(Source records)
%%
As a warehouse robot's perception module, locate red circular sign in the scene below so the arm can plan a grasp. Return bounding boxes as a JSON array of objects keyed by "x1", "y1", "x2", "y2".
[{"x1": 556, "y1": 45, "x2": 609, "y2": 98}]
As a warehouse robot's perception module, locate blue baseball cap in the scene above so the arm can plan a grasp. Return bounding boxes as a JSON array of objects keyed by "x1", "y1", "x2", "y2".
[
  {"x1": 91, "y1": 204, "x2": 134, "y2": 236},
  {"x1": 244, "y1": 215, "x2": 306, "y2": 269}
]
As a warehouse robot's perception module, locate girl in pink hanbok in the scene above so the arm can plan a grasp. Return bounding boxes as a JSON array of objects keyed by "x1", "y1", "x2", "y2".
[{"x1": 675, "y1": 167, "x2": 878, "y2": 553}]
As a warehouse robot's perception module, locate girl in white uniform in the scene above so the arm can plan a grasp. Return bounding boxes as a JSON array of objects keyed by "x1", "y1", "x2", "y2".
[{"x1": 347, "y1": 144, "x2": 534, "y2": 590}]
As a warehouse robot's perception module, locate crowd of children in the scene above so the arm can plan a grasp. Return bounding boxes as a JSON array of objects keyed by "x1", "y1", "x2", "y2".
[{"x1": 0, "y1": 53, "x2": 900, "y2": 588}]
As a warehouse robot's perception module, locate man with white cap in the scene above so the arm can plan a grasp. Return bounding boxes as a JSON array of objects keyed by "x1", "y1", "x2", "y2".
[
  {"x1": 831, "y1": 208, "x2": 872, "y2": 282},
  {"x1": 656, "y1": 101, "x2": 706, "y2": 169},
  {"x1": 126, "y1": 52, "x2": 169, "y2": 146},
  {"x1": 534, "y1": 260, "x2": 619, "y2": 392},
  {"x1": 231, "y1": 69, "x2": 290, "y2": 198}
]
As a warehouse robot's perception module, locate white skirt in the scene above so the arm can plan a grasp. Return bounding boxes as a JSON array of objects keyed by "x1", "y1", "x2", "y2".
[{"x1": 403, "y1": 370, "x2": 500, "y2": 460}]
%%
**Task description:** Retype all of the data above, line for line, without any alteration.

**Exercise result:**
As a warehouse robot's perception module, locate red circular sign in the scene below so the arm can plan a grasp. Return bounding boxes as a JSON array of objects keyed by "x1", "y1", "x2", "y2".
[{"x1": 556, "y1": 45, "x2": 609, "y2": 98}]
As a warehouse robot's perception module, locate blue baseball cap in the scene above so the arm can plan a grasp. Return bounding boxes as a JSON array of objects keyed by "x1", "y1", "x2", "y2".
[
  {"x1": 91, "y1": 204, "x2": 134, "y2": 236},
  {"x1": 244, "y1": 215, "x2": 306, "y2": 269}
]
As a warehouse robot's perception module, locate girl in pink hanbok in the scene above so the arm can plan a grasp. Return bounding boxes as a JSON array of objects keyed by "x1", "y1", "x2", "y2".
[{"x1": 675, "y1": 167, "x2": 878, "y2": 553}]
As a warehouse robot's perception module, locate girl in white uniform in the scene above so the arm can plan a grasp. Return bounding boxes as a JSON array of objects keyed by "x1", "y1", "x2", "y2".
[{"x1": 347, "y1": 144, "x2": 534, "y2": 590}]
As a warehouse robot's perception module, locate crowd of children in the scene above so the arm can plan a grasp. Return bounding boxes as a JSON array of objects keyed by "x1", "y1", "x2", "y2".
[{"x1": 0, "y1": 53, "x2": 900, "y2": 588}]
As a warehouse robot's perception module, locate man with white cap in the scene above so the arm can plan a grasp. Return bounding boxes as a JSON array of objects keyed by "x1", "y1", "x2", "y2".
[
  {"x1": 831, "y1": 208, "x2": 872, "y2": 282},
  {"x1": 656, "y1": 101, "x2": 706, "y2": 169},
  {"x1": 126, "y1": 52, "x2": 169, "y2": 146},
  {"x1": 534, "y1": 260, "x2": 619, "y2": 392},
  {"x1": 231, "y1": 69, "x2": 290, "y2": 198}
]
As a warehouse robot's perception module, locate white skirt in the scene above so the arm can plan a grasp. Return bounding boxes as a JSON array of objects keyed by "x1", "y1", "x2", "y2".
[{"x1": 403, "y1": 370, "x2": 500, "y2": 460}]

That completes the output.